━━ TASK DATA ━━
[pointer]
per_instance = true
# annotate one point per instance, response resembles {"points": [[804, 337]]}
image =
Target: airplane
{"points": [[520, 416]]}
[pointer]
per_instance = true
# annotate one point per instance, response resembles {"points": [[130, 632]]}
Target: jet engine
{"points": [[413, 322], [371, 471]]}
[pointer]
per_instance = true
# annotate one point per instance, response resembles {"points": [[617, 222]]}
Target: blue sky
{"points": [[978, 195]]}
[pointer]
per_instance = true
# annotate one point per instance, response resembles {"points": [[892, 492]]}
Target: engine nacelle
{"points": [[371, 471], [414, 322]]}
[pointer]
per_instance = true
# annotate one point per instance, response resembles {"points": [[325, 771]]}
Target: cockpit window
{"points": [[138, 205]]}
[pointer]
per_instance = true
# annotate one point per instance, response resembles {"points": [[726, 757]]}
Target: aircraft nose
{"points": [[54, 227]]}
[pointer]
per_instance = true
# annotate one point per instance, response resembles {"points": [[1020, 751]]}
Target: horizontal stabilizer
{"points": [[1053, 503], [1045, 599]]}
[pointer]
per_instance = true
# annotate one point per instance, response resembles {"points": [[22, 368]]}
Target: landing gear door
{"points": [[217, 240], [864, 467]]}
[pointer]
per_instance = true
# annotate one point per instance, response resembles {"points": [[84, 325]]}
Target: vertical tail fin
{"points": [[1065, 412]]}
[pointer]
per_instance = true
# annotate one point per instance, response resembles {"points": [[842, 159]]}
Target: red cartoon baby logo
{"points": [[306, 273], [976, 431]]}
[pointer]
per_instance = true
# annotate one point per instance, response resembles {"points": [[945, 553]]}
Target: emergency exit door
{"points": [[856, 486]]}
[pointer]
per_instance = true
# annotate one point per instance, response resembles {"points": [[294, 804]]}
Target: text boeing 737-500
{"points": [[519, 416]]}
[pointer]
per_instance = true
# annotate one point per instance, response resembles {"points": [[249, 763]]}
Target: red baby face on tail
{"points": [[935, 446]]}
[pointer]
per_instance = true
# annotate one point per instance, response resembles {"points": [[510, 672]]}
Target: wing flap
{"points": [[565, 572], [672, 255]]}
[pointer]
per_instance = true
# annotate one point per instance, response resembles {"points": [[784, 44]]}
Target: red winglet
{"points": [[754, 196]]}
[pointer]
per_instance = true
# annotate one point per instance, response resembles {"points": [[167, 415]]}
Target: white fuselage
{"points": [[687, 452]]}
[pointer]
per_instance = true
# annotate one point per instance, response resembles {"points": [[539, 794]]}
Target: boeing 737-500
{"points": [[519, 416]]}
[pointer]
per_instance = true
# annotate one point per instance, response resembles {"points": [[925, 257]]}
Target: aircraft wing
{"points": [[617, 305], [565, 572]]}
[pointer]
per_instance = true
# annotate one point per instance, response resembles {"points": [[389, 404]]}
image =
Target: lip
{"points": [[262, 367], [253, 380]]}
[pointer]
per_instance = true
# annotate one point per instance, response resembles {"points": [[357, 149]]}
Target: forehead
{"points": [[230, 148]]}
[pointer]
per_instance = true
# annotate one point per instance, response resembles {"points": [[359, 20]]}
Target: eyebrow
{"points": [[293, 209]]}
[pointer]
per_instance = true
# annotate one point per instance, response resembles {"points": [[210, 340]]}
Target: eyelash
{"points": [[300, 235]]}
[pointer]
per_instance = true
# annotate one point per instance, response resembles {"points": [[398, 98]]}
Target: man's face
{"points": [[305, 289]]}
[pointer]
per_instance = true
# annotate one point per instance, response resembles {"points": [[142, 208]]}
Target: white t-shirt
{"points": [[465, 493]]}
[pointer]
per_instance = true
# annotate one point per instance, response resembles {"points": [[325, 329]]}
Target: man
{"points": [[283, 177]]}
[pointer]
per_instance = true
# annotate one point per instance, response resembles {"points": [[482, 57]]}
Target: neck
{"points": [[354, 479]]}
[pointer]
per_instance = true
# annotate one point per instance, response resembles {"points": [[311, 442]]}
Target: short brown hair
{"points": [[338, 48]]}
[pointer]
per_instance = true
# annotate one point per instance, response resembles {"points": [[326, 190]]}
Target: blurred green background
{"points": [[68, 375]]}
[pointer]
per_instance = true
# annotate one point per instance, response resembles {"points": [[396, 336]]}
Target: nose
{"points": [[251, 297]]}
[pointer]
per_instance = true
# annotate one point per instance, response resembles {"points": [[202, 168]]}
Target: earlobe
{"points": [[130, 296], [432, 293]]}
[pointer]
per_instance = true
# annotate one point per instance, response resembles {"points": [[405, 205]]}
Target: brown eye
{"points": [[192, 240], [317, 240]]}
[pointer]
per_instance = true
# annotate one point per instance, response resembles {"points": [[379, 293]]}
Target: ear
━━━
→ **TO DO**
Every entry must be quoted exactly as it appears above.

→ **ANSWER BELOW**
[pointer]
per_instance = true
# annotate one point per instance, response resembles {"points": [[804, 337]]}
image =
Target: airplane
{"points": [[520, 416]]}
[pointer]
per_instance = true
# annotate one point per instance, response resembles {"points": [[130, 632]]}
Target: jet engine
{"points": [[413, 322], [371, 471]]}
[pointer]
per_instance = true
# annotate one point per instance, response resembles {"points": [[617, 222]]}
Target: blue sky
{"points": [[978, 195]]}
[pointer]
per_instance = true
# annotate one point per instance, response resembles {"points": [[892, 492]]}
Target: engine nacelle
{"points": [[371, 471], [414, 322]]}
[pointer]
per_instance = true
# annotate one point per instance, response resembles {"points": [[325, 771]]}
Target: cockpit window
{"points": [[138, 205]]}
[pointer]
per_instance = true
# annotate one point per instance, response resembles {"points": [[726, 757]]}
Target: aircraft nose
{"points": [[54, 227]]}
[pointer]
per_instance = true
# annotate one point per instance, response resembles {"points": [[1020, 751]]}
Target: horizontal stabilizer
{"points": [[1053, 503], [1045, 599]]}
[pointer]
per_instance = true
# annotate one point per instance, response resembles {"points": [[22, 368]]}
Target: landing gear door
{"points": [[217, 240], [864, 467]]}
[pointer]
per_instance = true
# annotate one point per instance, response resembles {"points": [[84, 325]]}
Target: vertical tail fin
{"points": [[1065, 412]]}
[pointer]
per_instance = true
# annotate one point per instance, response resembles {"points": [[842, 159]]}
Target: red cartoon baby logo
{"points": [[306, 273], [976, 431]]}
[pointer]
per_instance = true
# annotate one point per instance, response resembles {"points": [[945, 553]]}
Target: emergency exit door
{"points": [[856, 486]]}
[pointer]
per_instance = true
# annotate one point per instance, response resembles {"points": [[294, 804]]}
Target: text boeing 737-500
{"points": [[519, 416]]}
[pointer]
per_instance = true
# annotate one point per instance, response resembles {"points": [[249, 763]]}
Target: red baby face on tail
{"points": [[935, 446]]}
[pointer]
per_instance = true
# annotate one point per instance, response resembles {"points": [[510, 672]]}
Target: wing flap
{"points": [[565, 572], [672, 255]]}
[pointer]
per_instance = true
# annotate one point per instance, response resembles {"points": [[784, 44]]}
Target: red winglet
{"points": [[754, 196]]}
[pointer]
per_instance = true
# annotate one point per instance, response resembles {"points": [[167, 415]]}
Target: white fuselage
{"points": [[687, 452]]}
[pointer]
per_instance = true
# annotate one point per instance, response resembles {"points": [[539, 794]]}
Target: boeing 737-500
{"points": [[519, 416]]}
[pointer]
per_instance = true
# annotate one point per instance, response resembles {"points": [[925, 257]]}
Target: aircraft wing
{"points": [[617, 305], [565, 572]]}
[pointer]
per_instance = true
# annotate one point per instance, response resembles {"points": [[389, 404]]}
image =
Target: lip
{"points": [[262, 367], [253, 380]]}
[pointer]
per_instance = true
# annotate one point per instance, response resembles {"points": [[357, 149]]}
Target: forehead
{"points": [[230, 148]]}
[pointer]
per_instance = true
# annotate one point per instance, response resembles {"points": [[359, 20]]}
Target: eyebrow
{"points": [[293, 209]]}
[pointer]
per_instance = true
# annotate one point per instance, response resembles {"points": [[210, 340]]}
Target: eyelash
{"points": [[300, 235]]}
[pointer]
per_instance = true
# annotate one point per instance, response resembles {"points": [[398, 98]]}
Target: man's face
{"points": [[305, 289]]}
[pointer]
per_instance = true
# annotate one point per instance, response resembles {"points": [[142, 208]]}
Target: white t-shirt
{"points": [[465, 493]]}
[pointer]
per_instance = true
# annotate one point per instance, response resembles {"points": [[325, 329]]}
Target: man
{"points": [[283, 177]]}
[pointer]
per_instance = true
# annotate one point per instance, response resembles {"points": [[482, 57]]}
Target: neck
{"points": [[354, 479]]}
[pointer]
per_instance = true
# annotate one point per instance, response resembles {"points": [[311, 442]]}
Target: short brown hair
{"points": [[338, 48]]}
[pointer]
per_instance = true
# annotate one point per instance, response resembles {"points": [[326, 190]]}
Target: blurred green background
{"points": [[68, 375]]}
[pointer]
per_instance = true
# annotate one point per instance, response resembles {"points": [[396, 336]]}
Target: nose
{"points": [[251, 297]]}
[pointer]
per_instance = true
# annotate one point per instance, response resembles {"points": [[202, 168]]}
Target: earlobe
{"points": [[130, 296], [432, 293]]}
[pointer]
per_instance = true
# annotate one point per instance, response resembles {"points": [[405, 205]]}
Target: brown eye
{"points": [[192, 240], [317, 240]]}
[pointer]
per_instance = true
# annotate one point per instance, response resembles {"points": [[379, 293]]}
Target: ear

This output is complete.